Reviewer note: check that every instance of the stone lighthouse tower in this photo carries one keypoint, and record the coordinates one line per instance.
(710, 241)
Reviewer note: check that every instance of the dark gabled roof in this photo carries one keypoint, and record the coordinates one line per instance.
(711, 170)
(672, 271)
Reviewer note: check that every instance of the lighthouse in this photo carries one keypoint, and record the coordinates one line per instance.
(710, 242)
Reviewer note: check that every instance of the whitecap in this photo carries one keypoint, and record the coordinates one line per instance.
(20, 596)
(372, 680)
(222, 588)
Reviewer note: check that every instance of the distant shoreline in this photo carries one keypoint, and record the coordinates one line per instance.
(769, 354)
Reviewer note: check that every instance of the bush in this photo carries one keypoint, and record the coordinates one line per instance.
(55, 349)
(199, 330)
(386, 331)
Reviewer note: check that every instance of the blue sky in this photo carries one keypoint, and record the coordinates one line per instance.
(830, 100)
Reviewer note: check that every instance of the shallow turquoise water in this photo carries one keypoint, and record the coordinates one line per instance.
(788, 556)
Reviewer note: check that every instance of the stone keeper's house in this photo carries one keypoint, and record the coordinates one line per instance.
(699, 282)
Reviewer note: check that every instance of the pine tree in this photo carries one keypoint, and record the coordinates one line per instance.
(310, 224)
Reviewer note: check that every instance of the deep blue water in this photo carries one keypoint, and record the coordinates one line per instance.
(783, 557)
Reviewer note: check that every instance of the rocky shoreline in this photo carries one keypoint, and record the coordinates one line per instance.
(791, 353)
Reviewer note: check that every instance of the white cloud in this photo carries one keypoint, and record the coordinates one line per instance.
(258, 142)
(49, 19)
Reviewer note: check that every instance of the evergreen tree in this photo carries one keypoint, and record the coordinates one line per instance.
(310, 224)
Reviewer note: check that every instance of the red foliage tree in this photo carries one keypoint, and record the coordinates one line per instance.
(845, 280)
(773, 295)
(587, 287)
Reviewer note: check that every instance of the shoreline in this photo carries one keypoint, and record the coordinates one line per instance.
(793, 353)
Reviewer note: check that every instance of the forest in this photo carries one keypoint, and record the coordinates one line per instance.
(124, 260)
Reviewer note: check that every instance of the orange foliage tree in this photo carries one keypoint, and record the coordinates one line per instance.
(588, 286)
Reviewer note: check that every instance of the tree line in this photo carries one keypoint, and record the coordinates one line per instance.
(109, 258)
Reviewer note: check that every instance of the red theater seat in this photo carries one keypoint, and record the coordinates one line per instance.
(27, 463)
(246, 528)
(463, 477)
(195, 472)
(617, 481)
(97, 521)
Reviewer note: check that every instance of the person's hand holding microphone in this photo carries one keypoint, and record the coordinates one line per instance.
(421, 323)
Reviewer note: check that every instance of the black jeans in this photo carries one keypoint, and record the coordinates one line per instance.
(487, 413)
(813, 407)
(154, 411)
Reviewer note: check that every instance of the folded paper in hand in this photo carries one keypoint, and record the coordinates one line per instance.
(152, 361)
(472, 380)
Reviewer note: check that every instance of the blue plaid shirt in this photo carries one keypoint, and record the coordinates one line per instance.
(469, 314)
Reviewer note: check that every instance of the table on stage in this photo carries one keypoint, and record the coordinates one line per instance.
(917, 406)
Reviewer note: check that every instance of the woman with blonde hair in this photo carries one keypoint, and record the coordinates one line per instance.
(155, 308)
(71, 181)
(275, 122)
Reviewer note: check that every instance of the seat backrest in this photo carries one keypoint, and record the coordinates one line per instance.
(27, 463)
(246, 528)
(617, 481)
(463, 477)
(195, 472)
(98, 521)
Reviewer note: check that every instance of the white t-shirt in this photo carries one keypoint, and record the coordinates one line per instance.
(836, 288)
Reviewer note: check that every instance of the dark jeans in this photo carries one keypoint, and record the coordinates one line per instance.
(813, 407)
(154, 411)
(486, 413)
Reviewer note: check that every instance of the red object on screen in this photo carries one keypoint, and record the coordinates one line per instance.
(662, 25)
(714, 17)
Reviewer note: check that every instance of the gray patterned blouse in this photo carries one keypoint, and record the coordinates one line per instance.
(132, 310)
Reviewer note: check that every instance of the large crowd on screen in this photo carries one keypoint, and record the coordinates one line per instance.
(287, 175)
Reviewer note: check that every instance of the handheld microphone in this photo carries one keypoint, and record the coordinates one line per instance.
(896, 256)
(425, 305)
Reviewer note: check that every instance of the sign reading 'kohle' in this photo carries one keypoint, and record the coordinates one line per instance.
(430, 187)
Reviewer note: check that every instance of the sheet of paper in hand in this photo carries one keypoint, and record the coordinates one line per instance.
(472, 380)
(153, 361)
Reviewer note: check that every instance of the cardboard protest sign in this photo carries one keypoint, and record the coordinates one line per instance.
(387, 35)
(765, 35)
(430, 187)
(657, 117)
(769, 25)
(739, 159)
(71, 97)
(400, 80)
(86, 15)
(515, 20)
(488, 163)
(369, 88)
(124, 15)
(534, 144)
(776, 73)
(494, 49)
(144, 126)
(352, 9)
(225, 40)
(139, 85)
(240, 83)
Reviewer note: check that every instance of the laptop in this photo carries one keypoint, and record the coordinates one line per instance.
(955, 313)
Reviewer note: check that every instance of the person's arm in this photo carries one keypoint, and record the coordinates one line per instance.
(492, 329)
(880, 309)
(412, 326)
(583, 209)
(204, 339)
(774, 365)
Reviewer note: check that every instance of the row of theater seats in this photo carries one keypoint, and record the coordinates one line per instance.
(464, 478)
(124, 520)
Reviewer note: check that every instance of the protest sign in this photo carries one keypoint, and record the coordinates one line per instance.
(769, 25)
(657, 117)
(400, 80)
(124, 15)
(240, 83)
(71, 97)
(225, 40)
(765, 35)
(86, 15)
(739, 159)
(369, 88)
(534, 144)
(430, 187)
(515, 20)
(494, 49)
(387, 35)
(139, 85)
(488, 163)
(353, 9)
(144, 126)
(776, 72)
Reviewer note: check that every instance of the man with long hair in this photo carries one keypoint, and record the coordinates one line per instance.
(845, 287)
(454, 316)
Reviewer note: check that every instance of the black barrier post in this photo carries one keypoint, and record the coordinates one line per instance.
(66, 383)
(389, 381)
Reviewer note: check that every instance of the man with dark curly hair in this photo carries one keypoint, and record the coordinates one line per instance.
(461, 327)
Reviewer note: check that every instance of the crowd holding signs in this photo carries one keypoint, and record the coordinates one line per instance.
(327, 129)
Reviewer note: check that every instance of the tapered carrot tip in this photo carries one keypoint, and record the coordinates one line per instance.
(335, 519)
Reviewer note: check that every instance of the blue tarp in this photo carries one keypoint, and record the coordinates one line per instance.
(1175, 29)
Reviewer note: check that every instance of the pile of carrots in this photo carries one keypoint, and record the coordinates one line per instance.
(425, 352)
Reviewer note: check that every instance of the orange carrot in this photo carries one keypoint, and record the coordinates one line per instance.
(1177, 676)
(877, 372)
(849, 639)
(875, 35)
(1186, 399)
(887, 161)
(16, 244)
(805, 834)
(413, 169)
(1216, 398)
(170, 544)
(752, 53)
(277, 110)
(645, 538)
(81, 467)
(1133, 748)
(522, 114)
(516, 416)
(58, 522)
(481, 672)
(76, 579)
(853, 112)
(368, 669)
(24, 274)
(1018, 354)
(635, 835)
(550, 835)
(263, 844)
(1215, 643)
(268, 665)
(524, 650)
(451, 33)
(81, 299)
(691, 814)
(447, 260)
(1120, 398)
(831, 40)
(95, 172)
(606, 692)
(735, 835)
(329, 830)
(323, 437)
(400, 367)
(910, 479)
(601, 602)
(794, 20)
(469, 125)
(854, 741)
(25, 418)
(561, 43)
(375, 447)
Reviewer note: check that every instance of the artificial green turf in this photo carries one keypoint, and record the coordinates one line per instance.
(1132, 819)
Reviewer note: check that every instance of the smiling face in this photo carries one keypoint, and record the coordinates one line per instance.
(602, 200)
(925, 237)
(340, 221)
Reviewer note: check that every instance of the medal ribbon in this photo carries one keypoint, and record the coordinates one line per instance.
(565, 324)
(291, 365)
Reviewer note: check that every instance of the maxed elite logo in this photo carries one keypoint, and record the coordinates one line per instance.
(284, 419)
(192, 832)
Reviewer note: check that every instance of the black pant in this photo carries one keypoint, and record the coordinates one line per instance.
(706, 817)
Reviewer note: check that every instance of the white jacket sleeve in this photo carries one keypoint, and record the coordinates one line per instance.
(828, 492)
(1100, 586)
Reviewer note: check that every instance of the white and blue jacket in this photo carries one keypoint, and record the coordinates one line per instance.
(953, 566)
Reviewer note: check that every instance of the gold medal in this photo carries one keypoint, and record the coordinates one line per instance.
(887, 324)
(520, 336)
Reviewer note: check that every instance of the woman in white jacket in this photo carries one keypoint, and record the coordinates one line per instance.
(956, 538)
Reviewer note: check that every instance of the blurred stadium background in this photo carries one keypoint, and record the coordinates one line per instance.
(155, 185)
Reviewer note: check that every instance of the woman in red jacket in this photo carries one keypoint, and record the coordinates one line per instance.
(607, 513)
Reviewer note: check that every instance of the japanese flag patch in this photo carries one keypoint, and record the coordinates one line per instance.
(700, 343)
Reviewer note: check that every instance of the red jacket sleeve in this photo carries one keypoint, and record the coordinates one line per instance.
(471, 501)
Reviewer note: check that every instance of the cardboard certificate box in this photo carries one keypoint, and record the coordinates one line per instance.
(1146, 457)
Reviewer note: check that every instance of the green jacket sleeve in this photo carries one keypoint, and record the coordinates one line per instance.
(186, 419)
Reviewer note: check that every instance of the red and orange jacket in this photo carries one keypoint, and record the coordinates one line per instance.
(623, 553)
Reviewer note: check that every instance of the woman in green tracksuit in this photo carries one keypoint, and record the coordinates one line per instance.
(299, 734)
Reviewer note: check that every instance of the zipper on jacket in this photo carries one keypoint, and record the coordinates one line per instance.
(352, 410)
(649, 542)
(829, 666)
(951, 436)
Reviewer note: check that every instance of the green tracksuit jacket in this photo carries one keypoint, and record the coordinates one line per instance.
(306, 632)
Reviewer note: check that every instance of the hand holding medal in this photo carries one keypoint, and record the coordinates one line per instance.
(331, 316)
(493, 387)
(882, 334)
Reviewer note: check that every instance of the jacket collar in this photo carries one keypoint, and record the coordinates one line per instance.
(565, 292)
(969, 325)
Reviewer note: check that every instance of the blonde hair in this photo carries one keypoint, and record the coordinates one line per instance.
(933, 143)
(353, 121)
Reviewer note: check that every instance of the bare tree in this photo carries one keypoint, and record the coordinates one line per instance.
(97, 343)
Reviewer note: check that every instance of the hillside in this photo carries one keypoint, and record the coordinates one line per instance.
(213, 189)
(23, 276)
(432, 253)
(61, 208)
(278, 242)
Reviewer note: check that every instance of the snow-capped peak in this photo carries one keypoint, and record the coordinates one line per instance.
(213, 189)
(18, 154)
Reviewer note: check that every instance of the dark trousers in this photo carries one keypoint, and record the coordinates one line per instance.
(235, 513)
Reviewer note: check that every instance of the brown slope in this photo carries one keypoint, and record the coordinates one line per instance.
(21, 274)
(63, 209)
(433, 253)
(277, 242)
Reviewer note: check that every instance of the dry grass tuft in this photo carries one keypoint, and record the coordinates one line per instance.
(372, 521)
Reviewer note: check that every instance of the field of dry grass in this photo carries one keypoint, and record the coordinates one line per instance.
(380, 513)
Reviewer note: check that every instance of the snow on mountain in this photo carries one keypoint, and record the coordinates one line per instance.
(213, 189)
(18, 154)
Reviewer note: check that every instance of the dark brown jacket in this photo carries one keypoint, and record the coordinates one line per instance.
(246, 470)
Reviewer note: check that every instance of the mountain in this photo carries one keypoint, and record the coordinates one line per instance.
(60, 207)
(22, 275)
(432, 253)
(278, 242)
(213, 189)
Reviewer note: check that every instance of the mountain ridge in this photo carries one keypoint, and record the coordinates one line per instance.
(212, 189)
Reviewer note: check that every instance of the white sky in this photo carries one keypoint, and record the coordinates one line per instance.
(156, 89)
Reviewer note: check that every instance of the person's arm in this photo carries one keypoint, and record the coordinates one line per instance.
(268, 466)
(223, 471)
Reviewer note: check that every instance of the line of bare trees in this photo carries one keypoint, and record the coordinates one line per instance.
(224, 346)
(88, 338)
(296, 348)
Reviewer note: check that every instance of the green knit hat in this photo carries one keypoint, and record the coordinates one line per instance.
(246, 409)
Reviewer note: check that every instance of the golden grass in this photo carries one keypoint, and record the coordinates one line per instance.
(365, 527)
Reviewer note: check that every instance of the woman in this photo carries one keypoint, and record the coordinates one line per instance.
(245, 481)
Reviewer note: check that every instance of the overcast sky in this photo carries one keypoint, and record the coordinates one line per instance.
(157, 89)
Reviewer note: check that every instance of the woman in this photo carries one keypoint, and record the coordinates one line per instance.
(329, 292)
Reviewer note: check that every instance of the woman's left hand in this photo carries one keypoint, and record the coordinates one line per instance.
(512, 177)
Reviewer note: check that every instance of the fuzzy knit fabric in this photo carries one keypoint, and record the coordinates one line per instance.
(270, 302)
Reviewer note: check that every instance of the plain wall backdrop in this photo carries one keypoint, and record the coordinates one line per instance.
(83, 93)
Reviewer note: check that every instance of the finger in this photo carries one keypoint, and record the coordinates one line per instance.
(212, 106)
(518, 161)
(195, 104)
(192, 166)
——
*Requirement:*
Take the lines from the one containing "Reviewer note: check that every instance of the overcast" to the last line of the material above and write them out exactly.

*Complete answer:*
Reviewer note: check that every instance of the overcast sky in this photo carries one keypoint, and record the coordinates one line per instance.
(157, 89)
Reviewer note: check that every instance of the woman in this photo carries one keypoint, and record the coordinates one line per instance.
(329, 292)
Reviewer note: check that every instance of the woman's left hand in this photo carries one keypoint, and record the coordinates one line per instance.
(512, 177)
Reviewer note: check that every instance of the fuzzy knit fabric in this photo carries one keypoint, and record the coordinates one line per instance.
(270, 302)
Reviewer note: check that every instance of the plain wall backdrop in this photo carries one keypoint, and record the coordinates one line per instance.
(83, 93)
Reviewer note: check that every instance of the finger in this photo carries one keypoint, and record the coordinates one line per instance.
(212, 106)
(518, 161)
(195, 104)
(192, 166)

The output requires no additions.